[Supplied material]

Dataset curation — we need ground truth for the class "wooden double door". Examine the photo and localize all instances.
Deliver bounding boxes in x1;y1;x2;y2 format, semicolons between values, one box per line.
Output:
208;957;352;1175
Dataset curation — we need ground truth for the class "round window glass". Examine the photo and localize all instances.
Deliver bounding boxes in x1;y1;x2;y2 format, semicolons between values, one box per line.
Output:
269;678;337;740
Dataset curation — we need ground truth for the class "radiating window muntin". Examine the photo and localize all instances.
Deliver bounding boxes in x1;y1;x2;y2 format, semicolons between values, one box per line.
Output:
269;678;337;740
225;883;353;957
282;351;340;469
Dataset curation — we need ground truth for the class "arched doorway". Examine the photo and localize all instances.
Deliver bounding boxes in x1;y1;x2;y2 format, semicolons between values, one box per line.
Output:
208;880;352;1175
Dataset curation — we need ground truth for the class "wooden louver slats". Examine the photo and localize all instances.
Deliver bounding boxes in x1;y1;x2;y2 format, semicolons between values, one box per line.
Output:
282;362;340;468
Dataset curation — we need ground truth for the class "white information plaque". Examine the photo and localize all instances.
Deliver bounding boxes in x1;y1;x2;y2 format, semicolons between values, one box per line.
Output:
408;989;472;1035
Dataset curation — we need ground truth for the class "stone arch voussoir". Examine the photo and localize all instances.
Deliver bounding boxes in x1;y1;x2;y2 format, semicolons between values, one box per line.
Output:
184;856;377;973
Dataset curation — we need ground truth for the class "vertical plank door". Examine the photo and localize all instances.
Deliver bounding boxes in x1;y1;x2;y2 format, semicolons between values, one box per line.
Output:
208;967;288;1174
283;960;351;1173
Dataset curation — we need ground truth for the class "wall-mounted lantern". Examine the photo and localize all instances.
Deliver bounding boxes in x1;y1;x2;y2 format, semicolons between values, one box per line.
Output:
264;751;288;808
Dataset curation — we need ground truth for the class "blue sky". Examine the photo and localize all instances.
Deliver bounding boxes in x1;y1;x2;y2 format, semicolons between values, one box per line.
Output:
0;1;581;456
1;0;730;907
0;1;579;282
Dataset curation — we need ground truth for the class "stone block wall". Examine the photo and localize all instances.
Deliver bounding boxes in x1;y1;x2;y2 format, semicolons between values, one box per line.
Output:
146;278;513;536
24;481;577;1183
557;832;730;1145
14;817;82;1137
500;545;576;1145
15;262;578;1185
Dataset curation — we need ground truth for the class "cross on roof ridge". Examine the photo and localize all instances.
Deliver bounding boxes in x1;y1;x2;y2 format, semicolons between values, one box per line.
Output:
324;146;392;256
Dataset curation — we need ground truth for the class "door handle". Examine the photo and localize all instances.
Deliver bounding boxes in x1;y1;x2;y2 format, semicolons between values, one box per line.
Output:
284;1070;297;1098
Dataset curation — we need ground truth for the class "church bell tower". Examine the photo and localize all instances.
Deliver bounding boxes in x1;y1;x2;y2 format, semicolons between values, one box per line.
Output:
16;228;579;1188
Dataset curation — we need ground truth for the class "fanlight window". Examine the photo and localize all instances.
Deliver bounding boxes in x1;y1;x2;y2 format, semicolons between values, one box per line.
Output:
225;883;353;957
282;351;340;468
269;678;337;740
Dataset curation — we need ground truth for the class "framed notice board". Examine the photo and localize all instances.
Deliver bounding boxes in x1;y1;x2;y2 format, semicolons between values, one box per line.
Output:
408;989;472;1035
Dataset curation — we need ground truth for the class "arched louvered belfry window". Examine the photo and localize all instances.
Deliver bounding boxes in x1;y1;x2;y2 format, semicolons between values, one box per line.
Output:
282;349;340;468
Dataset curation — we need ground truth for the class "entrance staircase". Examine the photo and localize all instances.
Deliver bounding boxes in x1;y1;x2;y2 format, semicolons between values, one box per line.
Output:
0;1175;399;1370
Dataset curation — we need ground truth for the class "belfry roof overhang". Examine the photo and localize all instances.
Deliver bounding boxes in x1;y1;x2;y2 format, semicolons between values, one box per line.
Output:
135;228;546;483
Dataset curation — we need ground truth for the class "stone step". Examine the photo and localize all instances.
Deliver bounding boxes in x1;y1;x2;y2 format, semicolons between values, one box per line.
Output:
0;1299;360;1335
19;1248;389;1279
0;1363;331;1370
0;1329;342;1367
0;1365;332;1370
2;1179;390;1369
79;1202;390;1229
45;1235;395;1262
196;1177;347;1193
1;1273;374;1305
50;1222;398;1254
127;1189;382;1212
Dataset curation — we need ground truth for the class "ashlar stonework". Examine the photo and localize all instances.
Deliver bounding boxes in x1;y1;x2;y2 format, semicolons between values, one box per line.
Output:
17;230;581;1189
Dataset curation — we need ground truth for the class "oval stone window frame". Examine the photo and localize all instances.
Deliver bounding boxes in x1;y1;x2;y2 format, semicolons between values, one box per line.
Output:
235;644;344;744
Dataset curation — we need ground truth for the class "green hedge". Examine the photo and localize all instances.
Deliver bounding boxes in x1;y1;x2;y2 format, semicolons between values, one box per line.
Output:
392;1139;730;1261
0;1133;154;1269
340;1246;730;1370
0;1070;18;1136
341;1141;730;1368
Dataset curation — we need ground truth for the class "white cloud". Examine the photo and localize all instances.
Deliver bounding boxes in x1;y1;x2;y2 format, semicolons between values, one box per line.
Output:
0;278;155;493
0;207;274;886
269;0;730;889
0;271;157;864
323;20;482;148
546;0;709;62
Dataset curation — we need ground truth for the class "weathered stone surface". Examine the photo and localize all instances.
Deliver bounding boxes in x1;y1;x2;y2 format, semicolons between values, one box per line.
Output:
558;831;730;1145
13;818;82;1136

[/Supplied material]

**Required action:** Repeat the entries above exactly, leaving nothing out.

**Finished task:**
Dataset curation — we need ground truth for the class "wooden double door". Examine the photo and localize all instances.
Deliver bounding boxes in x1;y1;x2;y2 format, semicolons between values, one box per line.
Output:
208;957;352;1175
Dataset curation — we need ground truth for the class "round window glass". Examine the photo and localize all instances.
Deliver bounding boxes in x1;y1;x2;y2 format, semicolons between values, one box per line.
Output:
269;678;337;740
Dataset curation — we need ground truth for the class "radiating window muntin". Examine the photo and localize all instances.
Deliver bounding boxes in x1;y1;x2;y2 format, semicolons between values, one box per line.
Output:
269;678;337;740
225;883;353;957
282;351;340;469
Dataset curation — we need ground truth for the class "arched doorway". Examine the photo and localize all instances.
Deliver bounding boxes in x1;y1;x2;y2 format, semicolons between values, one box per line.
Output:
208;880;352;1175
Dataset curation — we need ground truth for the class "wooden louver slats". Examine the photo and localize all instances.
Deliver bounding boxes in x1;y1;x2;y2 format, semicolons between values, one box per line.
Output:
282;362;340;468
Dataset curation — we need ground truth for the class "white information plaque". Examine the photo and localize all instances.
Deliver bounding boxes in x1;y1;x2;y2 format, semicolons between values, one box per line.
Output:
408;989;472;1035
Dataset curation — we need ground truth for the class "stone arch voussoir". Examine the photo and localize all instances.
Deliver bounding boxes in x1;y1;x2;y2 format, semicolons between values, one box per line.
Output:
184;856;377;973
Dataset curation — we need ground truth for the class "vertical plank door". Examine the photo and localize all instances.
Deliver bounding boxes in x1;y1;x2;y2 format, semicolons between values, one box per line.
Output:
208;967;288;1174
283;960;351;1173
Dataset curation — we need ground truth for the class "wall-mounted lantern". Examine the photo and localize all instances.
Deliver bounding boxes in x1;y1;x2;y2 format, semicolons between values, one box per line.
Output:
264;751;288;808
Dataset curation — we need ground truth for the class "blue sky". Examine the photo and localize all instances.
Deliver bounding boxes in x1;y1;x2;y2 format, semicolons between values, one box per line.
Output:
0;1;581;456
1;0;730;907
0;1;579;282
Dataset curation — we need ground truth for the class "stone block wall". Examine the photo and localize all instances.
Deliver bounding boxes in x1;y1;x2;y2 format, semicolons between values, one box per line.
Output:
146;278;513;536
24;481;577;1183
557;832;730;1145
14;817;82;1137
500;545;576;1145
15;262;578;1185
Dataset curation — we need ground truth for the class "cross on roof ridge". Examine the photo and localize all instances.
Deliver bounding boxes in x1;y1;x2;y2 format, semicolons between values, one box per line.
Output:
324;146;392;256
Dataset curation — we need ground truth for the class "door handle". Examine the photo and localize all instances.
Deliver bounding boxes in x1;y1;x2;y2 format, semicolons between values, one box per line.
Output:
284;1070;297;1098
Dataset curation — we need ground truth for the class "church bell tower". Examine the photo and localize all instances.
Deliver bounding boxes in x1;y1;x2;y2 format, semicolons between values, one box per line.
Output:
16;228;579;1188
Dataset curation — we need ground truth for the class "fanlight window". Examine the photo and localize all instances.
Deliver bounding boxes in x1;y1;x2;y2 format, semicolons between values, one box per line.
Output:
225;883;353;957
282;351;340;468
269;678;337;740
Dataset curation — we need ground truth for the class "framed notice board". Examine the photo and localize all instances.
Deliver bounding boxes in x1;y1;x2;y2 format, semicolons between values, one box per line.
Output:
408;989;472;1035
Dataset curation — we need ground truth for the class "arched louvered belfry window". Examine the photo and localize all instances.
Deliver bounding boxes in x1;y1;x2;y2 format, semicolons between values, one box per line.
Output:
282;349;340;468
Dataset curation — we need ground truth for the class "entrance staircase". Examine the photo and localize all instances.
Deliver bounding boxes in x1;y1;x2;y2 format, semicolons between values, one box per line.
Output:
0;1175;399;1370
Dataset curation — we need ground truth for the class "belfry roof overhang". Examine the photo and localize all instances.
Deliver bounding boxes in x1;y1;x2;y2 format, semicolons between values, one box per line.
Output:
135;228;546;483
Dataset curation — we need ground truth for the class "stone step". Examine the photo and localize all instances.
Deliver bounding boxes in x1;y1;x2;y2 format, semicolons between values, one box per line.
Output:
0;1299;360;1335
19;1248;389;1279
0;1363;331;1370
0;1329;342;1367
0;1365;332;1370
2;1179;390;1369
79;1202;390;1229
45;1235;395;1262
196;1177;347;1193
1;1273;374;1305
50;1222;398;1254
127;1189;382;1212
Dataset curation — we need ground truth for the class "ashlar stonework". Examine the photo and localize all instances.
Deliver bounding boxes in x1;y1;x2;y2 format, semicolons between values, one box per line.
Output:
17;230;581;1189
Dataset curation — we need ground truth for the class "oval stone window frame". Examine the photo and localize all instances.
Deliver bounding boxes in x1;y1;x2;y2 format, semicolons between values, one box per line.
Output:
235;644;344;744
Dataset curation — we need ground truth for the class "green hedge". Examine the photo and localize all instances.
Deliver bounding boxes in x1;y1;x2;y2 format, semicolons between values, one box per line.
Output:
392;1139;730;1261
0;1133;154;1269
340;1246;730;1370
0;1070;18;1136
341;1141;730;1368
Dataset curation — we need ground truth for the class "white cloud". Examine the photo and localize all instances.
Deliver bounding boxes in x1;y1;x2;y2 format, semicolons between values, one box per line.
Output:
0;278;155;493
0;207;274;886
269;0;730;889
0;271;157;864
323;20;482;148
546;0;709;62
Dataset curation — we need ground truth for the class "weathered stone surface". Examine the photo and localize all instances.
Deliver bounding boxes in x1;y1;x2;y2 format, semicolons between values, one box per line.
Output:
558;831;730;1145
13;818;82;1136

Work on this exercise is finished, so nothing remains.